Source text:
US20080136217A1

US20080136217A1 - Heat-Insulating Underbody Structure

Info

Publication number: US20080136217A1
Application number: US11/576,720
Authority: US
Inventors: Hermann De Ciutiis
Original assignee: Rieter Technologies AG
Current assignee: Autoneum Technologies AG
Priority date: 2004-10-11
Filing date: 2005-10-11
Publication date: 2008-06-12
Also published as: ATE421444T1; DE502005006549D1; BRPI0516064A; EP1799513B1; EP1799513A1; WO2006039831A1; ES2321856T3; DE202004015698U1

Abstract

A heat-insulating underbody structure comprises a heat shield (2) mounted on the vehicle underbody (1) at a distance. The space thereby defined is in principle open in order to generate a heat-insulating air layer between the heat shield and the vehicle underbody. The underbody structure is characterized in that it is provided with flow-impeding means (4, 5, 6, 7) which prevent the air from circulating between the heat shield (2) and the vehicle underbody (1).

Description

The present invention concerns a heat-insulating underbody structure according to the preamble of claim 1, as well as a heat shield according to claim 9, suitable for use with said underbody.
Heat-shields, as are described for example in WO 00/22285, are well known in the field of modern vehicle technology and serve to insulate the vehicle underbody against heat generated by the individual vehicle components, in particular by exhaust pipes, catalyzers or mufflers. As these heat-shields are directly attached to the heat emitting components and therefore must be disassembled for repair work to these components and subsequently refitted, heat shields are also known which are attached to the vehicle underbody.
Thus, WO99/46147 describes a heat shield which does not need to be disassembled when replacing the above mentioned vehicle components. This heat shield abuts the underbody of a vehicle and is arranged in such a manner that it does not come into contact with the heat emitting vehicle components.

Exercise directions:
Repeat the heat-insulating underbody patent text above word for word, from start to finish.

Dataset rows:
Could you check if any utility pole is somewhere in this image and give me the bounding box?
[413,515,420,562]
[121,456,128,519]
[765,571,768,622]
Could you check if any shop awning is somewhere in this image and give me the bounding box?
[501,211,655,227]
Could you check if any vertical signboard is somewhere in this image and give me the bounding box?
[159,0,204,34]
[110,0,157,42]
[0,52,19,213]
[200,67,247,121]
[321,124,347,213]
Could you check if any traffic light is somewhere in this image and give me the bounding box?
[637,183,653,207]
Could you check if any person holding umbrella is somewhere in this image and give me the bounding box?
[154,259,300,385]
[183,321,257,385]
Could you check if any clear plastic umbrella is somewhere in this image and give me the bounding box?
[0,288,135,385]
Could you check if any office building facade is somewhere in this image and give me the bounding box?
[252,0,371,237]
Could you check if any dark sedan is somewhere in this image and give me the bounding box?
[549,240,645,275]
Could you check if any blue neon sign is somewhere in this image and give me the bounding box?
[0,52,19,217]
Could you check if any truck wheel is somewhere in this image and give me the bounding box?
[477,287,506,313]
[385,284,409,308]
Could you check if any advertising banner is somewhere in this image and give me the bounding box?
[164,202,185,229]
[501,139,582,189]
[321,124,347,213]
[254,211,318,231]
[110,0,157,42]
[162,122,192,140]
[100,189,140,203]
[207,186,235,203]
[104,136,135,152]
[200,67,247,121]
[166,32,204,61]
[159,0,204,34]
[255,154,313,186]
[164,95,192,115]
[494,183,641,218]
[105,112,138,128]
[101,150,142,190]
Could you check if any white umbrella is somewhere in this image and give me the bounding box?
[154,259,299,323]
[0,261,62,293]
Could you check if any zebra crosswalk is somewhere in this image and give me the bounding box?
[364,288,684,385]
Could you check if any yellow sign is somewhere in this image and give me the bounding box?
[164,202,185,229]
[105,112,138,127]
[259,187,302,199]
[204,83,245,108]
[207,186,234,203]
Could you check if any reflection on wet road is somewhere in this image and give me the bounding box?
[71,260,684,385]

Exercise output:
US20080136217A1

US20080136217A1 - Heat-Insulating Underbody Structure

Info

Publication number: US20080136217A1
Application number: US11/576,720
Authority: US
Inventors: Hermann De Ciutiis
Original assignee: Rieter Technologies AG
Current assignee: Autoneum Technologies AG
Priority date: 2004-10-11
Filing date: 2005-10-11
Publication date: 2008-06-12
Also published as: ATE421444T1; DE502005006549D1; BRPI0516064A; EP1799513B1; EP1799513A1; WO2006039831A1; ES2321856T3; DE202004015698U1

Abstract

A heat-insulating underbody structure comprises a heat shield (2) mounted on the vehicle underbody (1) at a distance. The space thereby defined is in principle open in order to generate a heat-insulating air layer between the heat shield and the vehicle underbody. The underbody structure is characterized in that it is provided with flow-impeding means (4, 5, 6, 7) which prevent the air from circulating between the heat shield (2) and the vehicle underbody (1).

Description

The present invention concerns a heat-insulating underbody structure according to the preamble of claim 1, as well as a heat shield according to claim 9, suitable for use with said underbody.
Heat-shields, as are described for example in WO 00/22285, are well known in the field of modern vehicle technology and serve to insulate the vehicle underbody against heat generated by the individual vehicle components, in particular by exhaust pipes, catalyzers or mufflers. As these heat-shields are directly attached to the heat emitting components and therefore must be disassembled for repair work to these components and subsequently refitted, heat shields are also known which are attached to the vehicle underbody.
Thus, WO99/46147 describes a heat shield which does not need to be disassembled when replacing the above mentioned vehicle components. This heat shield abuts the underbody of a vehicle and is arranged in such a manner that it does not come into contact with the heat emitting vehicle components.